Why do people think it's ok to tell someone struggling to get pregnant that they "just need to relax and it will happen." I heard that, or some variation of it, at least 1,000 times. It's infuriating and invalidating. There is seemingly no relaxing when it comes to trying to have a child and being unable to do so. Not to mention that I know PLENTY of rigid and anxious people who have gotten pregnant on their first try. I get that people are trying to be helpful, but being told to relax just makes me more irritated and stressed out. I think the best that you can do is just try to reduce your stress and hope to offer some ways to do so.
The first line of defense against stress is to become more mindful of what leads us to experience it. Clearly infertility is the broader cause here, but there are so many pieces to the infertility puzzle. It can be helpful to pull them apart and better determine which aspects are more stressful for you than others. Maybe you notice that you are irritable in the days surrounding a doctor's appointment or test result? Or getting your blood drawn puts you on edge for the entire day?.
It is also important to take note of how you respond to stress. Do you blame everything on others? Do you retreat? Does it manifest itself in physical symptoms? These questions and their answers may help further your insight into your stress and thus better manage the way you handle it.

● SUPPLIED DATA:
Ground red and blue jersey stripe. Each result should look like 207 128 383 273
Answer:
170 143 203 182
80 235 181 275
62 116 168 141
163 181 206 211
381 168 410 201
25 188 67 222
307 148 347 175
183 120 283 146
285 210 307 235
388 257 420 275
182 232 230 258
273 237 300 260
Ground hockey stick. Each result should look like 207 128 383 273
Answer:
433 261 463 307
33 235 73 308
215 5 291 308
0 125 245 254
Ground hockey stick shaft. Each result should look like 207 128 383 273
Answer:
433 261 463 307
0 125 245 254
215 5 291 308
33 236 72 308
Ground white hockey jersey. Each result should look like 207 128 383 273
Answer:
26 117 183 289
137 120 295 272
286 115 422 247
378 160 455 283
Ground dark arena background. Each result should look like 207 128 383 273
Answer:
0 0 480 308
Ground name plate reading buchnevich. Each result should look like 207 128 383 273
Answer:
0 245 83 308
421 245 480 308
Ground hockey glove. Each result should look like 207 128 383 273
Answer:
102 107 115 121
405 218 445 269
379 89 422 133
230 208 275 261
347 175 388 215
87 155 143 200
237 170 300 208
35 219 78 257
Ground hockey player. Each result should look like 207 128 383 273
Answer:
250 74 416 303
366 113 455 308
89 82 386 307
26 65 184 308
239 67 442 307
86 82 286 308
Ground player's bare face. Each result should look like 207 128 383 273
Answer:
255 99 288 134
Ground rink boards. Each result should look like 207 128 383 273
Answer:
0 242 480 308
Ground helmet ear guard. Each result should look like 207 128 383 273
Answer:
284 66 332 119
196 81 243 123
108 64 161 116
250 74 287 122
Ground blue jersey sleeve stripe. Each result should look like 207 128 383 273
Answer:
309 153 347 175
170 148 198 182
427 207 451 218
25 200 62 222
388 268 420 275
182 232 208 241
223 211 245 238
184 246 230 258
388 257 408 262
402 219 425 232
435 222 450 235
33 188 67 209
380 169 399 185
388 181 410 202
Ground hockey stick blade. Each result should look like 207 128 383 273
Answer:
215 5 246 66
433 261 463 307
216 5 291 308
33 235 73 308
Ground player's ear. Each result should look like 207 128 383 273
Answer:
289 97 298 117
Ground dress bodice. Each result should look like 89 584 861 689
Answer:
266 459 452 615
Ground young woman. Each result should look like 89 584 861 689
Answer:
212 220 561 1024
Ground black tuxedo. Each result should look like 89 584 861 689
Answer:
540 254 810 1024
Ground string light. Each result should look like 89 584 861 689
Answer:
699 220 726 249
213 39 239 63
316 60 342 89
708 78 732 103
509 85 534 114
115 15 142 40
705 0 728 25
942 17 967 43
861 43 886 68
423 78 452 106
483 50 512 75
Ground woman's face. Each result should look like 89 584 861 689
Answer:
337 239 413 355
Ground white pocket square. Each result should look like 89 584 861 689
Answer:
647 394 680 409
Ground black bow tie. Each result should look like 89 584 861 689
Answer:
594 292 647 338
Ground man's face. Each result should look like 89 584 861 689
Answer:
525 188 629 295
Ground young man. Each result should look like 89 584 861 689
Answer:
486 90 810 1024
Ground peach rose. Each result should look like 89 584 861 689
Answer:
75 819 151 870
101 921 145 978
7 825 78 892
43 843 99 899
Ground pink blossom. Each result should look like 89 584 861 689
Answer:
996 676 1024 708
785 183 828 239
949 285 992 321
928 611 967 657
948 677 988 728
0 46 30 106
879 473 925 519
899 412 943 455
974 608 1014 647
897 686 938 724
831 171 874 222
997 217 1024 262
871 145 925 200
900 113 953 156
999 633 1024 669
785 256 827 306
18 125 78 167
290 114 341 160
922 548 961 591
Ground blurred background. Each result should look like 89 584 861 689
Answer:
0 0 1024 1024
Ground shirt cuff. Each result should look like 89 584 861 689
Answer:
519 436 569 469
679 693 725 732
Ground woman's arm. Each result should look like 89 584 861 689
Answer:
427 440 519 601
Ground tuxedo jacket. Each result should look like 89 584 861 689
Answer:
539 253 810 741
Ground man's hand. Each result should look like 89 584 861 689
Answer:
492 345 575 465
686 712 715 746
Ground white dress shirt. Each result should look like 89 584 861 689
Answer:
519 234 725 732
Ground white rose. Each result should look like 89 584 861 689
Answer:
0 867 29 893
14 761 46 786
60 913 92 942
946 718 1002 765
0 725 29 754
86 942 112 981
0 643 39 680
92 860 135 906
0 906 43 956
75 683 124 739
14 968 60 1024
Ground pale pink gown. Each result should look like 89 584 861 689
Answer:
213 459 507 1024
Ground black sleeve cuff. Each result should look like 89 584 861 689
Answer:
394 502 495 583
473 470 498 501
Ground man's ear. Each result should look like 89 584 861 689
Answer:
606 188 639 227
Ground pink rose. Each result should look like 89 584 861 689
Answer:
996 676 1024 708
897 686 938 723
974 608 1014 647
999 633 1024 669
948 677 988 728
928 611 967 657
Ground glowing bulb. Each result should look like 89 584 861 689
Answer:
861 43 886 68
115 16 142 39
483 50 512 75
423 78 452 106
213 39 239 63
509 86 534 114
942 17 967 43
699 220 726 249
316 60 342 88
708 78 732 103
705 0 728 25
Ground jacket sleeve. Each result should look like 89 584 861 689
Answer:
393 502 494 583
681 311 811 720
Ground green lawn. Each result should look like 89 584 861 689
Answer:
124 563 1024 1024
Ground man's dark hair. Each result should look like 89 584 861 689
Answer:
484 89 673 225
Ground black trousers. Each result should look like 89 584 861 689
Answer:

● YOUR TASKS:
(A) Answer these questions about the infertility text:
(i) How many times does the writer say they heard the advice to relax, or some variation of it?
(ii) What does the text name as the first line of defense against stress?
(iii) Besides blaming others and retreating, what third way of responding to stress does the text ask about?
(B) Print everything in the infertility text from "The first line" down to "you handle it.".
(C) Rewrite the paragraph of the infertility text that begins "It is also important to take note" as a short list, keeping its main points.

● ANSWERS FOR THIS EXERCISE:
(A)
(i) At least 1,000 times.
(ii) Becoming more mindful of what leads us to experience stress.
(iii) Whether the stress manifests itself in physical symptoms.

(B)
The first line of defense against stress is to become more mindful of what leads us to experience it. Clearly infertility is the broader cause here, but there are so many pieces to the infertility puzzle. It can be helpful to pull them apart and better determine which aspects are more stressful for you than others. Maybe you notice that you are irritable in the days surrounding a doctor's appointment or test result? Or getting your blood drawn puts you on edge for the entire day?.
It is also important to take note of how you respond to stress. Do you blame everything on others? Do you retreat? Does it manifest itself in physical symptoms? These questions and their answers may help further your insight into your stress and thus better manage the way you handle it.

(C)
- Notice how you respond to stress.
- Ask yourself: Do you blame everything on others? Do you retreat? Does stress show up as physical symptoms?
- Answering these questions can deepen your insight into your stress and help you manage it better.